Request: Reproduce each of the following items verbatim, line for line, without changing any characters.

Listed records:
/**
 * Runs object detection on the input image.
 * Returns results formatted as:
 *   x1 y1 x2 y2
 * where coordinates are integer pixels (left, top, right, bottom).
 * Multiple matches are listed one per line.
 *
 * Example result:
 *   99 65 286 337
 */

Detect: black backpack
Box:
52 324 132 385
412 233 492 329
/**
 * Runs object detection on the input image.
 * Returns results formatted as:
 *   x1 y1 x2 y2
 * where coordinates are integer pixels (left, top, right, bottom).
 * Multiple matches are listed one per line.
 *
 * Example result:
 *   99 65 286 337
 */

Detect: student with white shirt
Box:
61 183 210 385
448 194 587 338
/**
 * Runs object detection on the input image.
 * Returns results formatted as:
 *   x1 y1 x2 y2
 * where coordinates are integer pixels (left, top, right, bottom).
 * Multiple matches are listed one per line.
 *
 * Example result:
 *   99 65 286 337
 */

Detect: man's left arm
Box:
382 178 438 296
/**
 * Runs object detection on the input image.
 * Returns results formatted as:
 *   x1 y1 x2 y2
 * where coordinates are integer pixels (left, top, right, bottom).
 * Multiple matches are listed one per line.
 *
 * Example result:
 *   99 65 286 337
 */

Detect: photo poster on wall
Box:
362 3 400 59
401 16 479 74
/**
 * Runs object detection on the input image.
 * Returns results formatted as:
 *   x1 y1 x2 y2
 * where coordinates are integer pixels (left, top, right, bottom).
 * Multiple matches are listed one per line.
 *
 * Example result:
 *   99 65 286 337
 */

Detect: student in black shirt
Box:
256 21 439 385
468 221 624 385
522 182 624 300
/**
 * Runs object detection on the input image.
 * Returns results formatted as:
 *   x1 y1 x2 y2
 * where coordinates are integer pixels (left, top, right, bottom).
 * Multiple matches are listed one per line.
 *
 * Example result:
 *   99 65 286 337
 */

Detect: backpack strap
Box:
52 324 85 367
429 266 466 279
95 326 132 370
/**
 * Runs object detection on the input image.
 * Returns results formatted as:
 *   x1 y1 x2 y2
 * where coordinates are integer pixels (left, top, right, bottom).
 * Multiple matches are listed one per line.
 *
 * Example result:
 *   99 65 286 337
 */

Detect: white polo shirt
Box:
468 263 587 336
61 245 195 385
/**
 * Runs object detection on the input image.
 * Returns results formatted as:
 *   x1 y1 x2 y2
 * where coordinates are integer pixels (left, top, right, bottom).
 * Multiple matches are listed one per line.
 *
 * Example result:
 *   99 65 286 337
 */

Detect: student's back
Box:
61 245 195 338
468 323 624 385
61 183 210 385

Exercise solution:
/**
 * Runs object detection on the input image.
 * Returns results formatted as:
 *   x1 y1 x2 y2
 * where coordinates are integer pixels (left, top, right, bottom).
 * Multiple matches are listed one per line.
 *
 * Example result:
 *   99 65 286 337
 */

Detect: black backpack
Box:
52 324 132 385
412 233 492 329
/**
 * Runs object detection on the input image.
 * Returns results formatted as:
 *   x1 y1 x2 y2
 * where coordinates are integer pixels (left, top, right, bottom).
 * Multiple matches are listed one per line.
 *
 * Example result:
 *   99 65 286 337
 */

Detect: student with white shirt
Box:
61 183 210 385
448 194 587 338
/**
 * Runs object detection on the input image.
 * Returns results formatted as:
 *   x1 y1 x2 y2
 * where coordinates are integer pixels (left, top, right, bottom).
 * Multiple matches are listed one per line.
 *
 * Example result:
 *   99 65 286 337
 */

Detect: man's left arm
Box:
382 178 438 296
/**
 * Runs object detection on the input image.
 * Returns results formatted as:
 *   x1 y1 x2 y2
 * where coordinates are integer pixels (left, top, right, bottom).
 * Multiple matches are listed one per line.
 *
 * Example result:
 *   99 65 286 337
 */

Detect: photo poster on wall
Box:
362 3 400 59
401 16 479 74
/**
 * Runs object detection on the input image.
 * Returns results formatted as:
 *   x1 y1 x2 y2
 * where coordinates are integer pixels (left, top, right, bottom).
 * Multiple matches are listed one per line.
 *
 * Example result:
 *   99 65 286 337
 */

Detect: student in black shirt
Box:
256 21 439 385
468 221 624 385
522 182 624 300
/**
 * Runs object detection on the input image.
 * Returns results formatted as:
 *   x1 y1 x2 y2
 * where coordinates are integer pixels (left, top, right, bottom).
 * Multiple matches are listed one per line.
 *
 * Example result:
 *   99 65 286 337
 */

Detect: backpack strap
Box:
52 324 85 367
429 266 466 279
95 326 132 370
/**
 * Runs object detection on the input image.
 * Returns results formatted as:
 *   x1 y1 x2 y2
 * where coordinates are integer pixels (left, top, right, bottom).
 * Multiple matches are listed one per line.
 *
 * Example result:
 *   99 65 286 337
 */

Detect: white polo shirt
Box:
468 263 587 336
61 245 195 385
/**
 * Runs object detection on the input image.
 * Returns results formatted as:
 *   x1 y1 x2 y2
 * where coordinates are integer pixels (left, top, right, bottom).
 * Multiple matches are listed one per line.
 *
 * Example result:
 *   99 65 286 337
 */

Detect: student's back
Box:
61 245 195 338
468 323 624 385
61 183 210 385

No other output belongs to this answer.